**DATA ROWS:**
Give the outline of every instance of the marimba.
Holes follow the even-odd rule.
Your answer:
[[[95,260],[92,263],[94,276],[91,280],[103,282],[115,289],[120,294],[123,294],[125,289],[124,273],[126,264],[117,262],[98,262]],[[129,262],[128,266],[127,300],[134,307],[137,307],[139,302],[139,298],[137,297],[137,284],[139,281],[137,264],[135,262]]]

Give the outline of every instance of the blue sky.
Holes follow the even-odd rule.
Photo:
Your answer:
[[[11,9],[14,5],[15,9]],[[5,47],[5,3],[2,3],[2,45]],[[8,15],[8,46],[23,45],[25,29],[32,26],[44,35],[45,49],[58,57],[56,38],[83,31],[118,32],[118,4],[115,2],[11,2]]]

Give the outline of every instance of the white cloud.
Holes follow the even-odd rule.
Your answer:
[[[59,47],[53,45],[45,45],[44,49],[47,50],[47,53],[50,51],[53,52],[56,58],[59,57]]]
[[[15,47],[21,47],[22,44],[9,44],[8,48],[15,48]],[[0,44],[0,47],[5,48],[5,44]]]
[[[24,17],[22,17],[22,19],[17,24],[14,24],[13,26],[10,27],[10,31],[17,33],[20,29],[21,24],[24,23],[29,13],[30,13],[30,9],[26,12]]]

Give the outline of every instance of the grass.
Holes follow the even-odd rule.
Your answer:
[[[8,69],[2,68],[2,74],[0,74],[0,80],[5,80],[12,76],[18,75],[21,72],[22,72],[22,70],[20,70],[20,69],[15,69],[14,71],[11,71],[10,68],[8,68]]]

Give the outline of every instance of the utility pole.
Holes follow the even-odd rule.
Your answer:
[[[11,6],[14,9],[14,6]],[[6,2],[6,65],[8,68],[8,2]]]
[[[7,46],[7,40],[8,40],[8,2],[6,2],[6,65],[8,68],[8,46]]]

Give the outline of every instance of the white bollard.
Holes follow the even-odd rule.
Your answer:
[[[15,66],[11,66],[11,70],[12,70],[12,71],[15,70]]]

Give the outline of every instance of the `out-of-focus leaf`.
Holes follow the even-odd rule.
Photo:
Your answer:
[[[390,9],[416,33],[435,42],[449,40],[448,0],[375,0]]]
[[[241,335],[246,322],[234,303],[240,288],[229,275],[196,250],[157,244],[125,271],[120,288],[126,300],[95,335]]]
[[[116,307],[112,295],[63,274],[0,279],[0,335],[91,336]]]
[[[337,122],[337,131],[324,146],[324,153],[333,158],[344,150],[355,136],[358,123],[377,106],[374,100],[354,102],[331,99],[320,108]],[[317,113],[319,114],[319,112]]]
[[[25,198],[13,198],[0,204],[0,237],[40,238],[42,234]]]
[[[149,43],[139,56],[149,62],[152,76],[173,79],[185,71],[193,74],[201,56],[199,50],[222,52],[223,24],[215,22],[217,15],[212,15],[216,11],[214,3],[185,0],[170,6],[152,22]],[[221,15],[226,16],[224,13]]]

**EXERCISE BRIEF:** Can you write out again every line of the records from the line containing "Give the outline of every instance of the blue" through the line containing "[[[15,66],[11,66],[11,70],[12,70],[12,71],[15,70]]]", inclusive, with the requests kept as they are and every coordinate in the answers shifted up by 142?

**TASK SOLUTION:**
Give the outline of every instance of the blue sky.
Holes follow the even-odd rule.
Photo:
Your answer:
[[[153,151],[156,147],[157,151]],[[147,189],[147,145],[144,145],[144,187]],[[150,157],[150,188],[165,187],[167,171],[174,168],[186,177],[187,191],[200,199],[198,180],[225,173],[260,174],[260,146],[257,144],[153,144]]]

Give the outline of every instance of the white cloud.
Holes follow the even-odd rule.
Your answer:
[[[201,189],[195,187],[187,187],[186,191],[189,192],[189,195],[192,193],[195,194],[198,200],[201,199]]]
[[[157,189],[163,189],[164,186],[151,186],[150,190],[157,190]],[[142,186],[142,189],[147,190],[147,186]]]
[[[166,159],[164,159],[164,161],[159,166],[156,166],[155,168],[152,169],[152,173],[159,175],[162,171],[163,166],[166,165],[171,155],[172,155],[172,151],[168,154]]]

Give the outline of every instance of the grass.
Holes follow the even-odd rule.
Your answer:
[[[150,211],[144,210],[144,216],[142,216],[142,222],[147,222],[154,218],[160,217],[163,214],[164,214],[164,212],[162,212],[162,211],[157,211],[156,213],[153,213],[152,210],[150,210]]]

Give the outline of every instance of the utility pole.
Holes follow the even-odd rule.
Your answer:
[[[153,148],[156,151],[156,148]],[[148,144],[148,207],[150,210],[150,144]]]
[[[149,188],[149,182],[150,182],[150,144],[148,144],[148,207],[150,210],[150,188]]]

Give the outline of every instance of the white bollard.
Holes follow the even-odd rule.
Your answer:
[[[157,208],[153,208],[153,212],[154,212],[154,213],[157,212]]]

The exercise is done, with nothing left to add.